------ Selected text

Masa is the raw material for an entire cuisine.  All you have to do is add water to the masa and you have a dough which can be made into tortillas, tamales, gorditas, corundas or arepa.  Masa continues to this day to be a primary staple in Mexico and other parts of Mesoamerica.  And to its great credit, Mexico has the unique distinction of having had its cuisine named as a cultural heritage by UNESCO.  Vivan los tamales!

  1. Corn is Complex, Genetically Speaking

Corn is complex
Corn is complex

When scientist finished mapping the human genome in 2003 they got a surprise.  Humans, it turns out, are a bit less genetically complex then expected.  Less complex than some other works of nature.  Less complex than an ear of corn which has 32,000 genes crammed onto 10 chromosomes as opposed to humans’ 20,000 genes spread over 23 chromosomes.  Maybe they shouldn’t have been surprised.  One of the major themes of scientific discovery is that we humans aren’t nearly as special as we like to think we are.  (Even among animals, humans are not the most genetically complex.  That illustrious title belongs to a tiny water flea called Daphnia.)

It is speculated that this new understanding of corn’s genome will lead to new genetically designed varieties, building on the process that began thousands of years ago when a few hundred genes were involved in selective breeding in order domesticate the crop.

------------
------ Supplied data

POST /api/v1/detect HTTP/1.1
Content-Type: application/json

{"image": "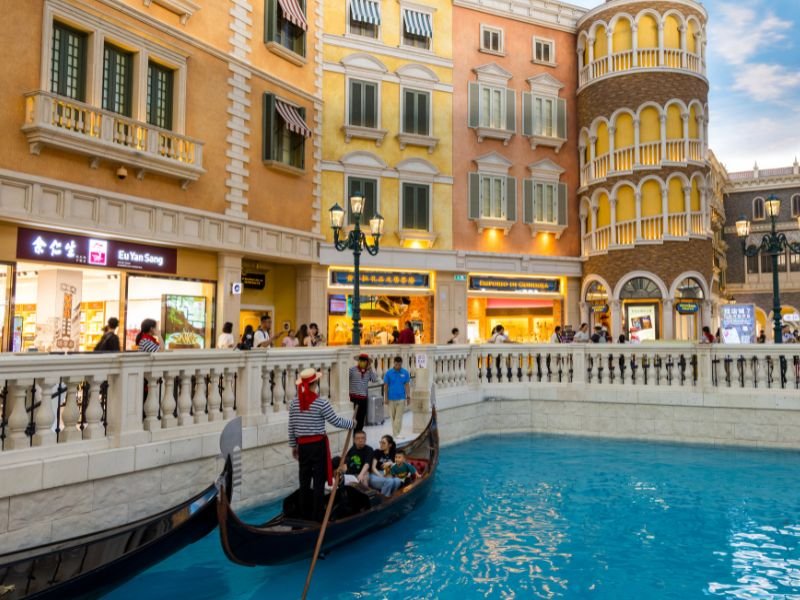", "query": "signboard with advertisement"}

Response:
[17,227,178,274]
[626,304,658,342]
[719,304,756,344]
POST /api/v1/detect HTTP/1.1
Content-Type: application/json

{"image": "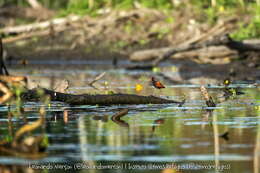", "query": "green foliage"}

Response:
[231,10,260,40]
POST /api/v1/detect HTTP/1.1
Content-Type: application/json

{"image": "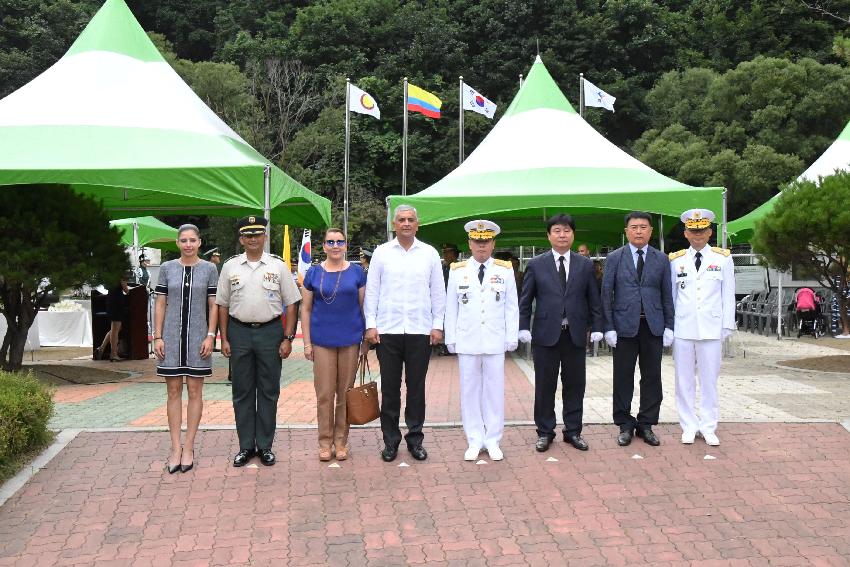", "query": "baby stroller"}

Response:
[794,287,824,339]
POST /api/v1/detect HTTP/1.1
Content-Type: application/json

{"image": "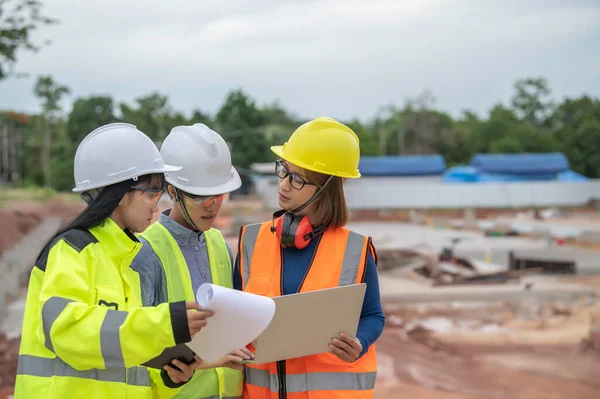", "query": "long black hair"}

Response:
[37,173,165,259]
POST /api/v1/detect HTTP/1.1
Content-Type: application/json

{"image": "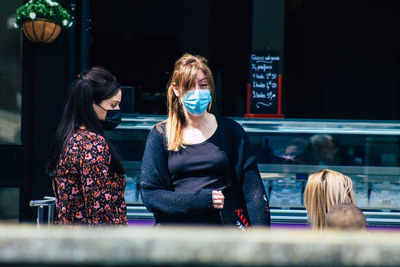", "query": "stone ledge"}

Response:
[0,225,400,266]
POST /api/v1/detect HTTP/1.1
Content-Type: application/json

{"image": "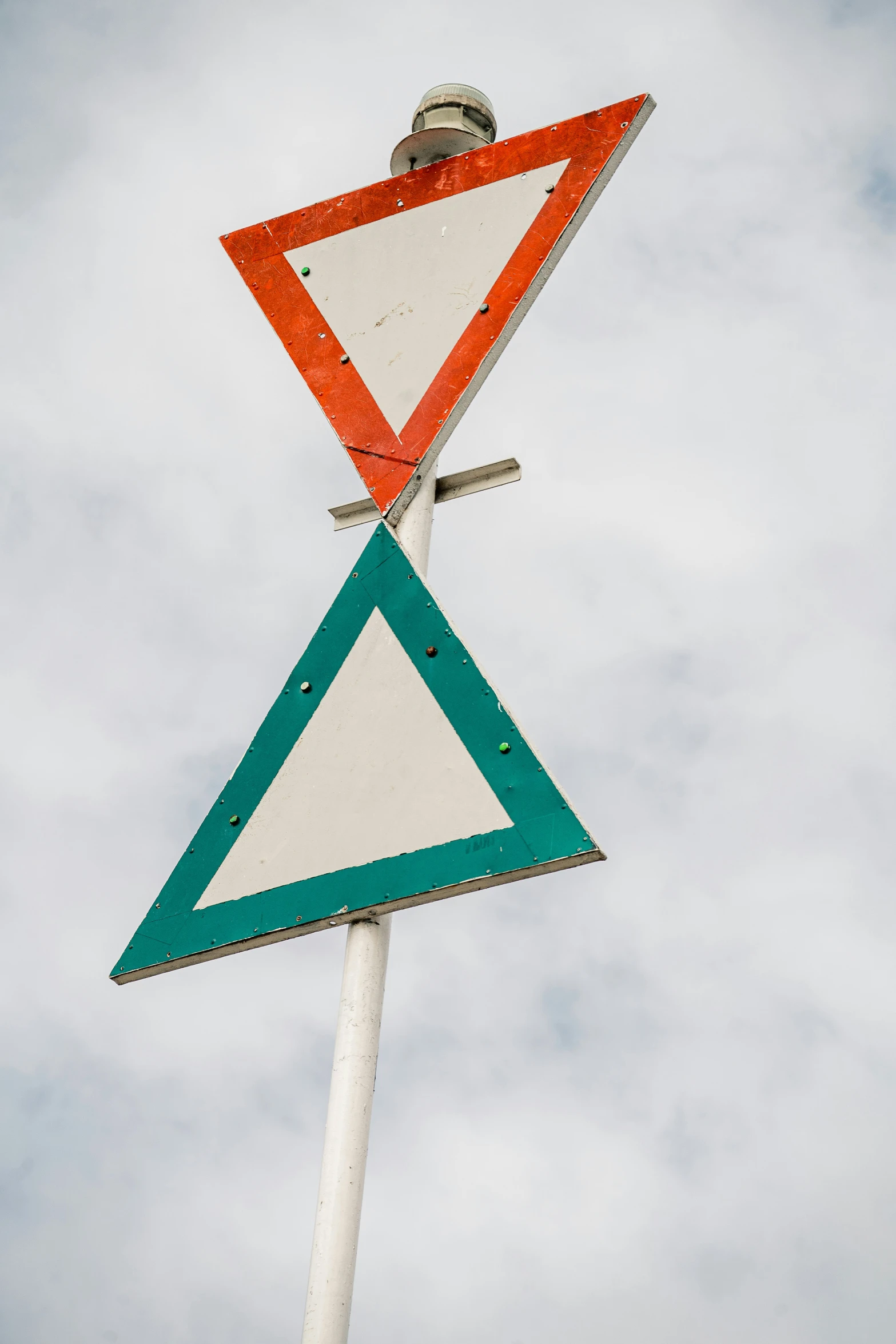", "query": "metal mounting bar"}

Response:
[328,457,523,532]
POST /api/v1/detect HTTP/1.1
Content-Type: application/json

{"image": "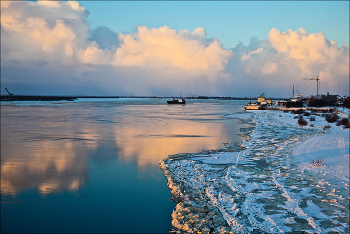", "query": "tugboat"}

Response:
[167,98,186,105]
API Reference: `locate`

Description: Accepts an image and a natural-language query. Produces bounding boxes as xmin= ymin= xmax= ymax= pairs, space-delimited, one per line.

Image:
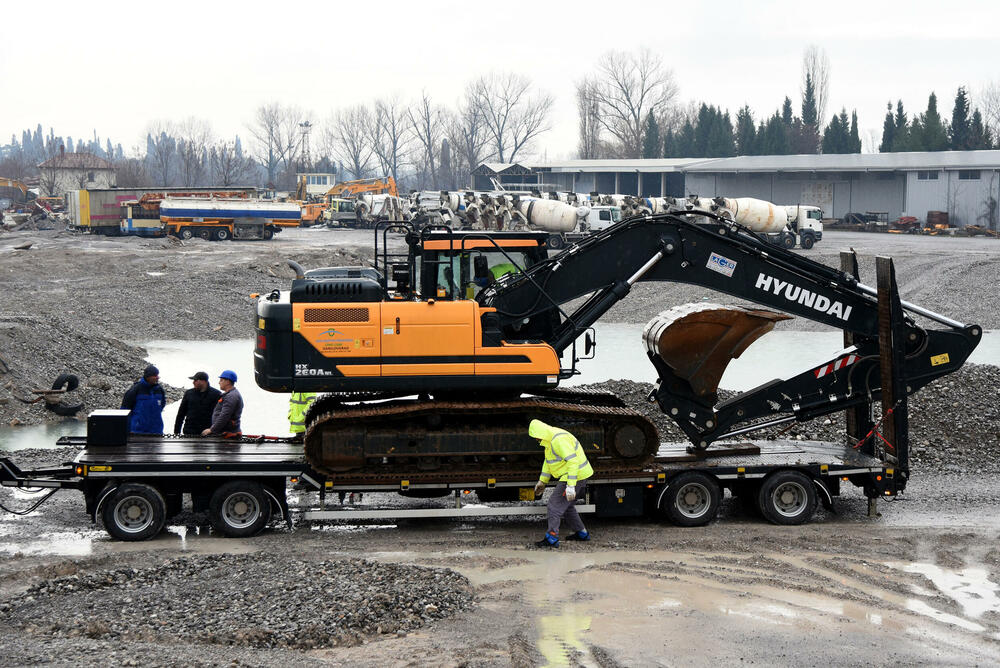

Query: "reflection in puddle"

xmin=0 ymin=530 xmax=98 ymax=557
xmin=903 ymin=564 xmax=1000 ymax=630
xmin=538 ymin=610 xmax=590 ymax=666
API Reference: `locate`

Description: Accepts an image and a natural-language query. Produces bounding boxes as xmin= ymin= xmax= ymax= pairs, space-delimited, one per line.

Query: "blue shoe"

xmin=535 ymin=533 xmax=559 ymax=547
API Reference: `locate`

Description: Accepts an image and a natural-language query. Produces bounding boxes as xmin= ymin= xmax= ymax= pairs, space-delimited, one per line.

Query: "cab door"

xmin=381 ymin=300 xmax=475 ymax=376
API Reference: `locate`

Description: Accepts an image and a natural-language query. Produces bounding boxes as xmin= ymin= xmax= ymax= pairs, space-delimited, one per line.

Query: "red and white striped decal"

xmin=813 ymin=355 xmax=858 ymax=378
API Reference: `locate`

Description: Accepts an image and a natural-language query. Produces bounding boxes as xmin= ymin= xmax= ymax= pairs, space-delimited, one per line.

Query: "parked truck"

xmin=66 ymin=186 xmax=257 ymax=236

------------

Exercise details:
Rewrite the text on masa, starting at "Masa is the" and ending at "Vivan los tamales!", and swap "primary staple" for "basic food".

Expected output:
Masa is the raw material for an entire cuisine.  All you have to do is add water to the masa and you have a dough which can be made into tortillas, tamales, gorditas, corundas or arepa.  Masa continues to this day to be a basic food in Mexico and other parts of Mesoamerica.  And to its great credit, Mexico has the unique distinction of having had its cuisine named as a cultural heritage by UNESCO.  Vivan los tamales!